• _EXTRAIT_
________
France | France, Cour administrative d'appel de Nantes, 4ème chambre, 09 juillet 2021, 21NT00618


Vu la procédure suivante :

Procédure contentieuse antérieure :

M. D... a demandé au tribunal administratif de Rennes d'annuler les deux arrêtés du 4 février 2021 par lesquels le préfet d'Ille-et-Vilaine, d'une part, a décidé son transfert aux autorités autrichiennes, d'autre part, l'a assigné à résidence.

Par un jugement n° 2100631 du 12 février 2021, le tribunal administratif de Rennes a rejeté sa demande.

Procédure devant la cour :

Par une requête, enregistrée le 8 mars 2021, M. A... D..., représenté par Me C..., demande à la cour :r>
1°) d'annuler ce jugement du tribunal administratif de Nantes du 12 février 2021 ;

2°) d'annuler le...

Vu la procédure suivante :

Procédure contentieuse antérieure :

M. D... a demandé au tribunal administratif de Rennes d'annuler les deux arrêtés du 4 février 2021 par lesquels le préfet d'Ille-et-Vilaine, d'une part, a décidé son transfert aux autorités autrichiennes, d'autre part, l'a assigné à résidence.

Par un jugement n° 2100631 du 12 février 2021, le tribunal administratif de Rennes a rejeté sa demande.

Procédure devant la cour :

Par une requête, enregistrée le 8 mars 2021, M. A... D..., représenté par Me C..., demande à la cour :

1°) d'annuler ce jugement du tribunal administratif de Nantes du 12 février 2021 ;

2°) d'annuler les arrêtés du 4 février 2021 du préfet d'Ille-et-Vilaine décidant son transfert et l'assignant à résidence ;

3°) de mettre à la charge de l'Etat le versement à son conseil d'une somme de 2 000 euros sur le fondement des dispositions combinées des articles 37 de la loi du 10 juillet 1991 et L. 761-1 du code de justice administrative.
________
• _EXTRAITS DE DONNÉES_
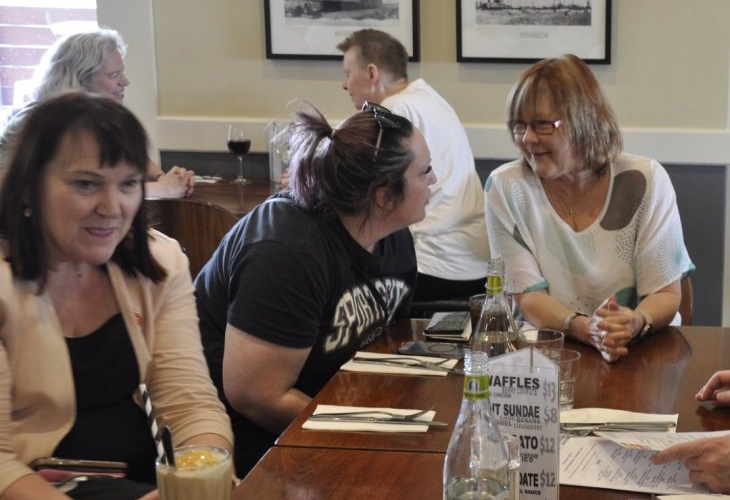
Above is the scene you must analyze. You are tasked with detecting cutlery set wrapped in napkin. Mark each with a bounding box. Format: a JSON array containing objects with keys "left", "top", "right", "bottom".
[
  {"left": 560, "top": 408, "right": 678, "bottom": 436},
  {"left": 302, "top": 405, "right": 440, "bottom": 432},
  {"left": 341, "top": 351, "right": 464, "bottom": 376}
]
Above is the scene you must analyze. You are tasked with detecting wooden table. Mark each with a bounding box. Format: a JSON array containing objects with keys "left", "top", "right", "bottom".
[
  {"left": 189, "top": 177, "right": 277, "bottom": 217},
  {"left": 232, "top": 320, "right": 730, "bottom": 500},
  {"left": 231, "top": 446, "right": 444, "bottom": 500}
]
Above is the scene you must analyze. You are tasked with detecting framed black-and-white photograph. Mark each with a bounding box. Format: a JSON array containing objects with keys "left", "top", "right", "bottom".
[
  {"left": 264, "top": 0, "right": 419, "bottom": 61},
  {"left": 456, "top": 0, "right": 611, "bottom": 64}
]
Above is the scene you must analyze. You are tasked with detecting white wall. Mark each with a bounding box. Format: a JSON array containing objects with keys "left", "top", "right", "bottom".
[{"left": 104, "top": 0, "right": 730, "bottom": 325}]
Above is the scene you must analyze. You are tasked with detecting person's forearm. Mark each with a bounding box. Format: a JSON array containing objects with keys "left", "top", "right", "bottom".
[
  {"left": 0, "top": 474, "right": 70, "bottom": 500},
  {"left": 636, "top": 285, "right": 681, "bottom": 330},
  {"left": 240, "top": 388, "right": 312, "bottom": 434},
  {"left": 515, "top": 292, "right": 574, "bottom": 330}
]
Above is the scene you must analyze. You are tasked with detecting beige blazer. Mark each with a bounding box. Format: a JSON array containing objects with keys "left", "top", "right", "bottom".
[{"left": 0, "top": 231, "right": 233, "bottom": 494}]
________
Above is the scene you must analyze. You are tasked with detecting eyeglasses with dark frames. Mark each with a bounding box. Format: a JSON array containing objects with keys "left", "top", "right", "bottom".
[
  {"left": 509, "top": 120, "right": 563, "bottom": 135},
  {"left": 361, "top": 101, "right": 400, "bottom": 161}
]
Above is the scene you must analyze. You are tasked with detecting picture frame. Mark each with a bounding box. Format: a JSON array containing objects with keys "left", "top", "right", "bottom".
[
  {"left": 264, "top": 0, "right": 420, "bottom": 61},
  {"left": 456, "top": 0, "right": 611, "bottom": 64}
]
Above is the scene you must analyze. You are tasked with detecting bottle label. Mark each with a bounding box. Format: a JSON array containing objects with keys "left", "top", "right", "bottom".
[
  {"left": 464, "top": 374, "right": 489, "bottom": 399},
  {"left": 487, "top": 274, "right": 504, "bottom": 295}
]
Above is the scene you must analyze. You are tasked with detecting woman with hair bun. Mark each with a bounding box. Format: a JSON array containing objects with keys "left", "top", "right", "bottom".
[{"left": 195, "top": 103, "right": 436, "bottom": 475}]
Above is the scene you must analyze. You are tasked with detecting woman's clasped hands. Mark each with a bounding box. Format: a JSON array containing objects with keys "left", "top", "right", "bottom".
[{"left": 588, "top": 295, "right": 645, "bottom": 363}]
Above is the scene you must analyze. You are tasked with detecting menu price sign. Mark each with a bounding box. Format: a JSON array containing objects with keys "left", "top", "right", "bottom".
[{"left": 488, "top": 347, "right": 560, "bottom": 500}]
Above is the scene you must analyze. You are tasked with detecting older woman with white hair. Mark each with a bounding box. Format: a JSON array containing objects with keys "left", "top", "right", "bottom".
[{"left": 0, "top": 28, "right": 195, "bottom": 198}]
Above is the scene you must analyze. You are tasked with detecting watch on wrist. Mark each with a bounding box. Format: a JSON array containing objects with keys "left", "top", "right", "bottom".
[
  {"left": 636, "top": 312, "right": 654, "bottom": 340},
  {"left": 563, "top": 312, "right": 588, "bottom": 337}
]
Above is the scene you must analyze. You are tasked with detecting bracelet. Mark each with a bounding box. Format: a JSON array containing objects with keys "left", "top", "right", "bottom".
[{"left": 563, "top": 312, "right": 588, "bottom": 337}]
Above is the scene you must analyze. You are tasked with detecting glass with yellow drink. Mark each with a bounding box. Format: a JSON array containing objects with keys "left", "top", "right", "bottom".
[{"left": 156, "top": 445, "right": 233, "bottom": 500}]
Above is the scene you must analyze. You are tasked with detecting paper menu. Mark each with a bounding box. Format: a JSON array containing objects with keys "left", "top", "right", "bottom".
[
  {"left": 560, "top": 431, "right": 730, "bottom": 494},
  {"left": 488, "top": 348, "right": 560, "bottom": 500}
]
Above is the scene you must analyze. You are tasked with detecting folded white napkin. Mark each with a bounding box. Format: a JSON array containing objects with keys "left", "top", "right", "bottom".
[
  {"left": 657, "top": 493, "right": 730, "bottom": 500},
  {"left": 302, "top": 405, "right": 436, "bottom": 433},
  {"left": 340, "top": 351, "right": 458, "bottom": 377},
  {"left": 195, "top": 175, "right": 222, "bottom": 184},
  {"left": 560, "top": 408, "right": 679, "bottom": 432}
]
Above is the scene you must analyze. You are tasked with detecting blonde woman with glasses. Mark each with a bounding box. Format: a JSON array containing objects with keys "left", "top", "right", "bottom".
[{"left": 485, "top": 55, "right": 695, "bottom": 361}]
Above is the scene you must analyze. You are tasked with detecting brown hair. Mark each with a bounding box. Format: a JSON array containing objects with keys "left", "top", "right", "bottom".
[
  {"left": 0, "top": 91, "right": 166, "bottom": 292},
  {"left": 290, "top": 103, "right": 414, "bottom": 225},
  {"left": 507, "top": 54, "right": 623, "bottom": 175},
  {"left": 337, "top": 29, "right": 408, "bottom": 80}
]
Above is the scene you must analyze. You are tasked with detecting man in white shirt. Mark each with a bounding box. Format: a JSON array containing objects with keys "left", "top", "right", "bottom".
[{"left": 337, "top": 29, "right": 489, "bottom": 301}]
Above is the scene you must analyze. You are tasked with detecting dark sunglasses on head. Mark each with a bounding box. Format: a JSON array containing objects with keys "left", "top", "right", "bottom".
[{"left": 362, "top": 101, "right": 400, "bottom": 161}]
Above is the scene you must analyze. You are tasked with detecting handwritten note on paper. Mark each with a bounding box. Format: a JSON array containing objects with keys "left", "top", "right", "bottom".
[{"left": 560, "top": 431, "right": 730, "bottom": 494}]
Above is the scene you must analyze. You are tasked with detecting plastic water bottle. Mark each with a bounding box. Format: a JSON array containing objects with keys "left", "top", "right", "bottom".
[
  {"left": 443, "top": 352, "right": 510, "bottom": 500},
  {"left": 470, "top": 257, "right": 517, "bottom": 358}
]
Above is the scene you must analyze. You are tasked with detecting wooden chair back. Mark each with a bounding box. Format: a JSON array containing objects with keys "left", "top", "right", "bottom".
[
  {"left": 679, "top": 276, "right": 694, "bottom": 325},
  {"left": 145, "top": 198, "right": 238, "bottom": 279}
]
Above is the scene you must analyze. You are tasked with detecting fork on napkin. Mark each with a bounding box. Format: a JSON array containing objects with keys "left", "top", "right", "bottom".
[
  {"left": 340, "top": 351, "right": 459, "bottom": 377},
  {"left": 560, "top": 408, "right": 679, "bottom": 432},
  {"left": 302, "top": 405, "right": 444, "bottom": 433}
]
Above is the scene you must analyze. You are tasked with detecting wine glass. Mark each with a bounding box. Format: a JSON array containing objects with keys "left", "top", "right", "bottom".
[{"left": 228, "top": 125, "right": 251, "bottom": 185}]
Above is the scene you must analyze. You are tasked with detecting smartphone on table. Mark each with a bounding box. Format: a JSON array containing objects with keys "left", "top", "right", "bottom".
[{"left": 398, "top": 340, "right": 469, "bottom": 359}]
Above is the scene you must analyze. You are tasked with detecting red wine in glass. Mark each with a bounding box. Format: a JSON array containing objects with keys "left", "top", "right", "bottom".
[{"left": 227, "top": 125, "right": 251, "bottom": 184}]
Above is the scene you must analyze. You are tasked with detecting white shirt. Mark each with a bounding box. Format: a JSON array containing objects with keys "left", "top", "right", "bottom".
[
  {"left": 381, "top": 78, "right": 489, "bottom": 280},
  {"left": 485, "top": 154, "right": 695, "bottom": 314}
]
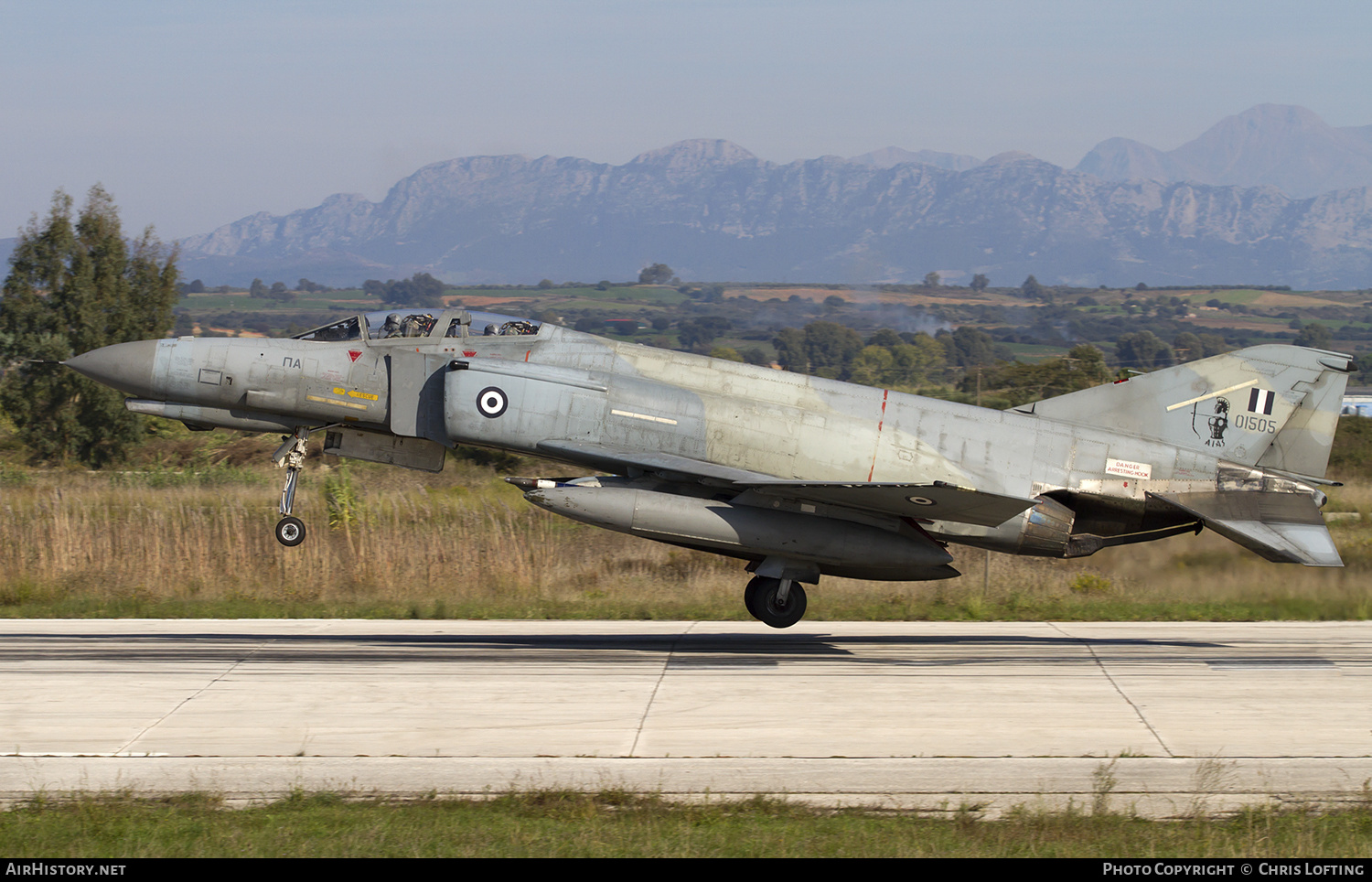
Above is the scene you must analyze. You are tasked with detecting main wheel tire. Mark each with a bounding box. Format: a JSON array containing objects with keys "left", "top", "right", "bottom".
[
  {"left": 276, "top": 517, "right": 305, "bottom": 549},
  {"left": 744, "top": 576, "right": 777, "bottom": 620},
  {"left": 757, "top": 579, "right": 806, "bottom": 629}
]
________
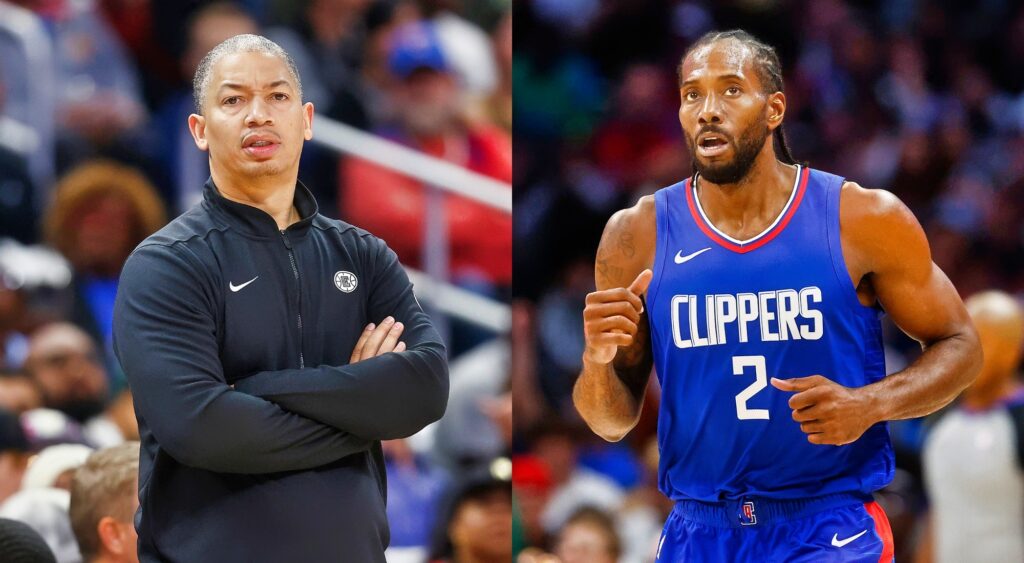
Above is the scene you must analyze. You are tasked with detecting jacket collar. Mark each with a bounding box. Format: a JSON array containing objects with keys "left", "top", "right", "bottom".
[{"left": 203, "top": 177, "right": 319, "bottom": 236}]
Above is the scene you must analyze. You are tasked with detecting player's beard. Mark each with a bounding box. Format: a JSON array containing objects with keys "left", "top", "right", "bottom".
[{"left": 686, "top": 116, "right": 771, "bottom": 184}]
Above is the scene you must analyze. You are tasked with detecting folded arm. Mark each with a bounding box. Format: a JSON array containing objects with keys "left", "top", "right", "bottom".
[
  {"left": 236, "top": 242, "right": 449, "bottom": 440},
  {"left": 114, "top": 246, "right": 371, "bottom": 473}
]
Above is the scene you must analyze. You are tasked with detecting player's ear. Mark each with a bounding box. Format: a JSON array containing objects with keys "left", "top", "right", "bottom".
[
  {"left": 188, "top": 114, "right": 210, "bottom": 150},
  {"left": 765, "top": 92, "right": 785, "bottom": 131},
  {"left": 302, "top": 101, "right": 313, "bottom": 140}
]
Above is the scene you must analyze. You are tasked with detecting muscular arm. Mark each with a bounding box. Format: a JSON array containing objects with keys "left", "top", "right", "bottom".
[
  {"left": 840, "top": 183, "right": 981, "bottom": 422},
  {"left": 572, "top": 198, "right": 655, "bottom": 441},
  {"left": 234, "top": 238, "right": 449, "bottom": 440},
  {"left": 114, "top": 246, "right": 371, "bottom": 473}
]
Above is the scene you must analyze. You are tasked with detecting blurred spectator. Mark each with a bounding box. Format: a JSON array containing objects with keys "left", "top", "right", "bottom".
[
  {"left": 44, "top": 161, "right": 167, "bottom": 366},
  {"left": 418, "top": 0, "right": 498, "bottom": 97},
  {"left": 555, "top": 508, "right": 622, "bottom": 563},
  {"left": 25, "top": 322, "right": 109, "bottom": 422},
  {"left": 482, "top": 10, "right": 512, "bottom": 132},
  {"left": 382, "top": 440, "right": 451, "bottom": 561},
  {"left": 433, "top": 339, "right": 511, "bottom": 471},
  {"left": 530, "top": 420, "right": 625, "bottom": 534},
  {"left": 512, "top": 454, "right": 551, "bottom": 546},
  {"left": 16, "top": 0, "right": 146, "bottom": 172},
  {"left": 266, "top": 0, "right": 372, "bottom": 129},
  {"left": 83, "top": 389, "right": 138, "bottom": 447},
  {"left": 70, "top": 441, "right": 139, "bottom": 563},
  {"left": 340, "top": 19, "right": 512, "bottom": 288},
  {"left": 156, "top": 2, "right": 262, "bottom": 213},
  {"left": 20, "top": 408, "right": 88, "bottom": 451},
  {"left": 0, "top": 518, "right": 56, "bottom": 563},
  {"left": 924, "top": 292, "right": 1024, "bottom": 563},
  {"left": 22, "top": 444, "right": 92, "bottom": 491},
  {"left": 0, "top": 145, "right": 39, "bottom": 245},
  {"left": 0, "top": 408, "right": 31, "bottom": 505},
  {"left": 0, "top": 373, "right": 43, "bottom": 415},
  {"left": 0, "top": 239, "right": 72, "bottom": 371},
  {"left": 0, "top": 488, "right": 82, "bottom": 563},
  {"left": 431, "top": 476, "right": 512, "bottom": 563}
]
________
• _CONSIGNE_
Recopiez fidèlement la partie de l'arrêt qui s'ouvre sur les mots « 3°) de mettre » et se clôt sur « de justice administrative. ». Les lignes n'interviennent en rien ici.

• _SOLUTION_
3°) de mettre à la charge de l'Etat le versement à son conseil d'une somme de 2 000 euros sur le fondement des dispositions combinées des articles 37 de la loi du 10 juillet 1991 et L. 761-1 du code de justice administrative.